### DIRECTIONS:
- A) Quote the Colts blog post from "I DON'T know" up to and including "mystery to me.".
- B) Write the next part of the Colts blog post, starting after its last sentence.

### SOURCE EXTRACT:

Monday, January 4

Contrails In The News

I DON'T know how this blog came, undeservedly, to attract readers in the 98th percentile, but I try to communicate with y'all as best I can, including my protracted series on how some people of average intelligence or above manage to live in Indianapolis without habitually going off at every stupid thing people say in their hearing, which is a complete mystery to me.

The best I can put it is: Imagine waking up every day knowing there's a distinct possibility that your local Morning Zoo team has set the political agenda for the next six weeks.

The latest, now entering its second week, is the local outrage that the Professional Football squad we stole from Baltimore tried to minimize the possibility of season-ending injury to its starters in the final two games of the season, after having clinched home-field advantage throughout the playoffs. Which people won't shut th' fuck up about for two seconds.

The local eleven went 14-0 this season before dropping their last two (meaningless) games while resting their starters. In the process they set a new NFL standard for consecutive regular-season wins, for wins in a decade, and for consecutive 12-win seasons. They managed to do so in no small part because rookie coach Jim Caldwell, who, unlike his predecessor, is refreshingly silent about how superior his socio-sexual religious views are to his audience's, fielded a productive defense despite serious losses due to injury. To a thin defense add the fact that the team's fortunes ride on one Peyton Manning, twelfth year out of Tennessee, and a set of receivers which has been missing Anthony Gonzalez all season. So, of course, the minute Caldwell pulled his starters in week 16, and a close game with the Dog Ass Jets turned into a loss, the boos and debris started raining down and haven't stopped.

This has now prompted the NFL to announce it will "look into" "incentives" to keep starters on the field and in harm's way throughout meaningless regular-season games, unlike the meaningless five-game pre-season the NFL makes season-ticket holders pay for anyway. So, good news, Colts fans: you may have managed to wrest control of coaching decisions from your team's coaches, or cost them draft choices for insisting on keeping it. It's the same way we solved that Property Tax problem a few years back: giving people with no responsibility, and even fewer facts, a monopoly on microphone time and several shots of corn squeezin's.

### DATASET ROWS:
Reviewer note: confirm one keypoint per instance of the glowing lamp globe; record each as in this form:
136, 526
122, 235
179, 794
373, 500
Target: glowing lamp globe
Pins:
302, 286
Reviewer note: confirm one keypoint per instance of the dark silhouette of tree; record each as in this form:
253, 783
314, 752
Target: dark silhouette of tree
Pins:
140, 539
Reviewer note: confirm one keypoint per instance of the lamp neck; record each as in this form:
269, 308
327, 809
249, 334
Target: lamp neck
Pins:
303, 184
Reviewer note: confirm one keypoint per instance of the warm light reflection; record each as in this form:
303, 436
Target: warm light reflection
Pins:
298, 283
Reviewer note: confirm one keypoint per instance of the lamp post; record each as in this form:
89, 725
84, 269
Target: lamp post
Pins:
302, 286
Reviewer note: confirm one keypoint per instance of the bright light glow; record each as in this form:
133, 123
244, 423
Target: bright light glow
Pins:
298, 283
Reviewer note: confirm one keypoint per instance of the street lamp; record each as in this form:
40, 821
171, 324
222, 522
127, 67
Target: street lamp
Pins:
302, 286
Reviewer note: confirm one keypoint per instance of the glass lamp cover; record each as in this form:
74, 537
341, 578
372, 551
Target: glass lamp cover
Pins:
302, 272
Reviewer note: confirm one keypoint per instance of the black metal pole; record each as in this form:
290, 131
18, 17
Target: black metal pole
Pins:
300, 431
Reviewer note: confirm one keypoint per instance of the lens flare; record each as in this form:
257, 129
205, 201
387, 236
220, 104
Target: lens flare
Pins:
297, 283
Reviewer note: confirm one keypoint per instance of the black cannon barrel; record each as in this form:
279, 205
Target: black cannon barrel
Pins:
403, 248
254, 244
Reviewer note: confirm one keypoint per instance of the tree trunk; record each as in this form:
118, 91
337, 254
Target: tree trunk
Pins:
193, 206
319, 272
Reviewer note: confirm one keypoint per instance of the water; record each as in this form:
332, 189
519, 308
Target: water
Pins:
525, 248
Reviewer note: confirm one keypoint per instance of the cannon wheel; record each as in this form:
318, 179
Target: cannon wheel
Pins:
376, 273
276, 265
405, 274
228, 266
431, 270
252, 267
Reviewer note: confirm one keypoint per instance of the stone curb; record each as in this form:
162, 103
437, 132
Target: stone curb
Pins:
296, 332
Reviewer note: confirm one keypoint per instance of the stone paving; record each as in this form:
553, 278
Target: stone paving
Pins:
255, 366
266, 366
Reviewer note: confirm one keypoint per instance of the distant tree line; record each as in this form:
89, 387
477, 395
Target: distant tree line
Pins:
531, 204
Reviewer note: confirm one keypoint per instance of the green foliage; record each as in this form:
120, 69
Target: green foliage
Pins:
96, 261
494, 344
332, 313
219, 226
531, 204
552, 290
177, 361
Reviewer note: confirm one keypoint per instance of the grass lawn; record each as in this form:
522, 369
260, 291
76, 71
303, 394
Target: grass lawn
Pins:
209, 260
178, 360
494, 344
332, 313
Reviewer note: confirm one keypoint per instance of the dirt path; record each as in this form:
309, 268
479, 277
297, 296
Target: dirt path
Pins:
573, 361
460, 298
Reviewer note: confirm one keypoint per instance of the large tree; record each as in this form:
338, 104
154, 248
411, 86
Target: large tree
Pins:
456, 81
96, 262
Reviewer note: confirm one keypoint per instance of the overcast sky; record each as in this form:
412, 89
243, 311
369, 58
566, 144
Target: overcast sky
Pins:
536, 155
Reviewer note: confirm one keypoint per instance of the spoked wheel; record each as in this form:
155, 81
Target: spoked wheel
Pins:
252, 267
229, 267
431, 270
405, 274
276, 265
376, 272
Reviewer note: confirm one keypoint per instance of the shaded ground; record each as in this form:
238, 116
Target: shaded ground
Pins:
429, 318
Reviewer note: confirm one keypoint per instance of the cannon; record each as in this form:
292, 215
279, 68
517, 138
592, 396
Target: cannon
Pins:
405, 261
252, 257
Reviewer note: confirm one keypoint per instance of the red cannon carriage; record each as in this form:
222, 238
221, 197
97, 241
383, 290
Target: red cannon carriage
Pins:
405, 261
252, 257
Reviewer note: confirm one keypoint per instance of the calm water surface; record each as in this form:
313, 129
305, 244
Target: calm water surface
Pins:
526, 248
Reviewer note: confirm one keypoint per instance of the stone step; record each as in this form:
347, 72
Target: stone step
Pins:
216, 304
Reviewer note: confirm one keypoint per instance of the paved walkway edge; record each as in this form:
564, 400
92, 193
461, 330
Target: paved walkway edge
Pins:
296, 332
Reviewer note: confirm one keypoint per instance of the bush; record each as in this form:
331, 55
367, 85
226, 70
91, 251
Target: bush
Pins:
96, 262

### THE ANSWERS:
- A)
I DON'T know how this blog came, undeservedly, to attract readers in the 98th percentile, but I try to communicate with y'all as best I can, including my protracted series on how some people of average intelligence or above manage to live in Indianapolis without habitually going off at every stupid thing people say in their hearing, which is a complete mystery to me.

- B)
The best part, though, was the sudden reanimation of Zombie Beurt SerVass, who had previously died in in the two previous decades. SerVass--among other things, the owner of the mausoleum where they buried Curtis Publishing Company, and the man who turned the Saturday Evening Post from a musty, conservative, geriatric publishing relic into a musty, crackpot, anti-fluoridationist publishing relic directed by his musty, crackpot physician wife--was the Kingpin of the Indianapolis City-County Council in its Annex-the-County-so-white-voters-still-can-control-it heyday, and he was possibly, year-in, year-out, the crankiest Right wing geezer in town. And remember, it's a town whose newspaper was published by Eugene Pulliam, and whose western suburbs were represented in Congress for much of that time by Dan Burton.

SerVass was so outraged by the Jets loss he returned from Hell and penned a resolution for the Council demanding the NFL refund ticket-holders' money. The matter hasn't found an actual sponsor who's on the actual Council yet, but, in keeping with the spirit of the thing, the sole Libertarian on the Council expressed an interest in voting for it if it came up.

Although, he added, he could "see the business side of it".


Anonymous said...

One reason people are so exercised--such a tactic apparently damages the integrity of fantasy football.

Oh, that was fun to write.


Dr. Harl Delos said...

Fun to read, too, ice9

Narya said...

Probably affects what happens in Vegas. And anywhere else people make and collect on bets.

But what I really wanted to say was: Curtis Publishing Company! The Curtis building in Philadelphia, which is just behind Independence Hall, features a wall-size mural, done in/by Tiffany glass, of a Maxfield Parrish painting; it is quite spectacular, and I highly recommend hunting it down next time you're in the City of Brotherly Love. Also, Curtis was the home of the Ladies Home Journal, which had an extremely large circulation for many years. (I read nearly every issue, for my dissertation. In case anyone cares.) LHJ was not, shall we say, a standard-bearer for feminism.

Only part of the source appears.